[Records from an annotation dataset]
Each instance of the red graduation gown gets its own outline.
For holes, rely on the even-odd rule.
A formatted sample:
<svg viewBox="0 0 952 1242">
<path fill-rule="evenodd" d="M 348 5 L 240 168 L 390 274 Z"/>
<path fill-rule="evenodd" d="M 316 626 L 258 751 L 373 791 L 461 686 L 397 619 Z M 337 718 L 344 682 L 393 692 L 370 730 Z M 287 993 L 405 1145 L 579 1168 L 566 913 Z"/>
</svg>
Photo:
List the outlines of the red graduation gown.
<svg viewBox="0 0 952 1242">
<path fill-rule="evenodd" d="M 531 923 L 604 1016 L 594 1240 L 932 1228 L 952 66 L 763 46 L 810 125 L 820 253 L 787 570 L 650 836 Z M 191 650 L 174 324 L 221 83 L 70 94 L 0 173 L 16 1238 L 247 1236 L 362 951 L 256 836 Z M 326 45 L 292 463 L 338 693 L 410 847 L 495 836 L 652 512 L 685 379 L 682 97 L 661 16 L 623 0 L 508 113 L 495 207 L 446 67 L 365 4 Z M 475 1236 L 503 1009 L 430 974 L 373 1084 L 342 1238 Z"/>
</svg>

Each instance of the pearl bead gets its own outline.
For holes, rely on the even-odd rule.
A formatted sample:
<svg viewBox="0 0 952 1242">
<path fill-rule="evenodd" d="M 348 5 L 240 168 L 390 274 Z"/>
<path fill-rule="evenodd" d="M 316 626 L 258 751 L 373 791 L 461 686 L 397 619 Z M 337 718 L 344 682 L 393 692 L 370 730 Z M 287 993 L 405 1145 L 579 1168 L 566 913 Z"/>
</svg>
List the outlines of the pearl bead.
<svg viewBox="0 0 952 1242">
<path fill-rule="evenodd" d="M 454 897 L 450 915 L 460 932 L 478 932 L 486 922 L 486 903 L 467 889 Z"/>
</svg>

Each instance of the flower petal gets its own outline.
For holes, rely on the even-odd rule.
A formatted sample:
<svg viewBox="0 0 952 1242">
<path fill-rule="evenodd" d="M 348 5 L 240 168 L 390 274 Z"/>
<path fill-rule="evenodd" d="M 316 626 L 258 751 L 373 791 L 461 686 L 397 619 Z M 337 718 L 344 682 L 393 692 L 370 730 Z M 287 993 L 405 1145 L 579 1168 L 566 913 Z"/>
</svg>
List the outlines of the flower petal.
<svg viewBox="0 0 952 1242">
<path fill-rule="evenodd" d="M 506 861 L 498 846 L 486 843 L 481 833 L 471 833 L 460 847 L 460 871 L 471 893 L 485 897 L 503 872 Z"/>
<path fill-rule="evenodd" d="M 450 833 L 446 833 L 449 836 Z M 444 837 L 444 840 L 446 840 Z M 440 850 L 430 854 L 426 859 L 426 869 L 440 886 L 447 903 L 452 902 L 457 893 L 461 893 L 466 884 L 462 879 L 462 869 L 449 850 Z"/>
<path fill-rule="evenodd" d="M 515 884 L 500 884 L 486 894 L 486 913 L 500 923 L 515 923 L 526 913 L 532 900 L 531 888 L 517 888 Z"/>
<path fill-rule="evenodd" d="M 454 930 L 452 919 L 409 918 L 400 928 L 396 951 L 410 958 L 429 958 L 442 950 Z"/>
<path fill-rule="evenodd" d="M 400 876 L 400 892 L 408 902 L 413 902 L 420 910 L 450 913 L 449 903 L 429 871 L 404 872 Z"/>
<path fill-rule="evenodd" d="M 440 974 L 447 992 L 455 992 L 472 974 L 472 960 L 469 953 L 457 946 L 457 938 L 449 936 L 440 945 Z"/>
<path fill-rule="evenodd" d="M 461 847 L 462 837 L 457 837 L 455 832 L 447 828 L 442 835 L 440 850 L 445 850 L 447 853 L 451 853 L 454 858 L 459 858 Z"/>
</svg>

DIRECTIONS: Duplicate every one of the lines above with no changes at all.

RESULT FOR THIS TASK:
Each instance of the red graduation gown gets its own outline.
For holes, rely on the even-odd rule.
A formatted sample:
<svg viewBox="0 0 952 1242">
<path fill-rule="evenodd" d="M 348 5 L 240 168 L 390 274 Z"/>
<path fill-rule="evenodd" d="M 316 626 L 258 751 L 373 791 L 461 686 L 397 619 Z M 337 718 L 344 682 L 393 692 L 370 730 Z M 287 993 L 405 1145 L 579 1168 L 566 913 Z"/>
</svg>
Photo:
List the outlines of the red graduation gown.
<svg viewBox="0 0 952 1242">
<path fill-rule="evenodd" d="M 531 923 L 604 1016 L 594 1240 L 932 1228 L 952 66 L 763 46 L 810 125 L 820 253 L 787 570 L 650 836 Z M 191 650 L 174 324 L 221 83 L 70 94 L 0 173 L 16 1238 L 247 1236 L 362 951 L 256 836 Z M 326 45 L 292 463 L 338 693 L 410 847 L 495 836 L 652 512 L 685 379 L 682 97 L 661 16 L 623 0 L 508 113 L 495 207 L 446 67 L 365 4 Z M 475 1236 L 503 1009 L 430 974 L 373 1084 L 342 1238 Z"/>
</svg>

Each instance of the pearl bead gets its own outline.
For holes, rely on the even-odd rule.
A formatted sample:
<svg viewBox="0 0 952 1242">
<path fill-rule="evenodd" d="M 348 5 L 240 168 L 390 274 Z"/>
<path fill-rule="evenodd" d="M 316 626 L 258 751 L 373 791 L 461 686 L 397 619 Z M 337 718 L 344 682 L 393 692 L 370 730 Z M 287 993 L 405 1145 L 579 1168 L 566 913 Z"/>
</svg>
List the outlines of the pearl bead.
<svg viewBox="0 0 952 1242">
<path fill-rule="evenodd" d="M 454 897 L 450 915 L 460 932 L 478 932 L 486 922 L 486 903 L 467 889 Z"/>
</svg>

Each instance of the flower petal gets its own outline.
For holes, rely on the even-odd rule.
A formatted sample:
<svg viewBox="0 0 952 1242">
<path fill-rule="evenodd" d="M 348 5 L 240 168 L 390 274 Z"/>
<path fill-rule="evenodd" d="M 316 626 L 258 751 L 373 791 L 461 686 L 397 619 Z M 337 718 L 344 682 L 393 692 L 370 730 Z M 287 993 L 405 1145 L 579 1168 L 566 913 Z"/>
</svg>
List the outlines of the flower petal.
<svg viewBox="0 0 952 1242">
<path fill-rule="evenodd" d="M 506 861 L 498 846 L 486 843 L 481 833 L 471 833 L 460 847 L 460 871 L 471 893 L 485 897 L 503 872 Z"/>
<path fill-rule="evenodd" d="M 450 833 L 446 833 L 449 836 Z M 444 837 L 444 840 L 446 840 Z M 440 850 L 430 854 L 426 859 L 426 869 L 440 886 L 447 903 L 452 902 L 457 893 L 461 893 L 466 884 L 462 879 L 462 869 L 449 850 Z"/>
<path fill-rule="evenodd" d="M 515 884 L 500 884 L 486 894 L 486 913 L 500 923 L 515 923 L 526 913 L 532 900 L 531 888 L 517 888 Z"/>
<path fill-rule="evenodd" d="M 454 930 L 452 919 L 409 918 L 400 928 L 396 951 L 410 958 L 429 958 L 442 950 Z"/>
<path fill-rule="evenodd" d="M 400 876 L 400 892 L 408 902 L 413 902 L 420 910 L 450 913 L 449 903 L 429 871 L 404 872 Z"/>
<path fill-rule="evenodd" d="M 440 974 L 447 992 L 455 992 L 472 974 L 472 960 L 469 953 L 457 946 L 457 938 L 449 936 L 440 945 Z"/>
<path fill-rule="evenodd" d="M 461 847 L 462 837 L 457 837 L 455 832 L 447 828 L 442 835 L 440 850 L 445 850 L 447 853 L 451 853 L 454 858 L 459 858 Z"/>
</svg>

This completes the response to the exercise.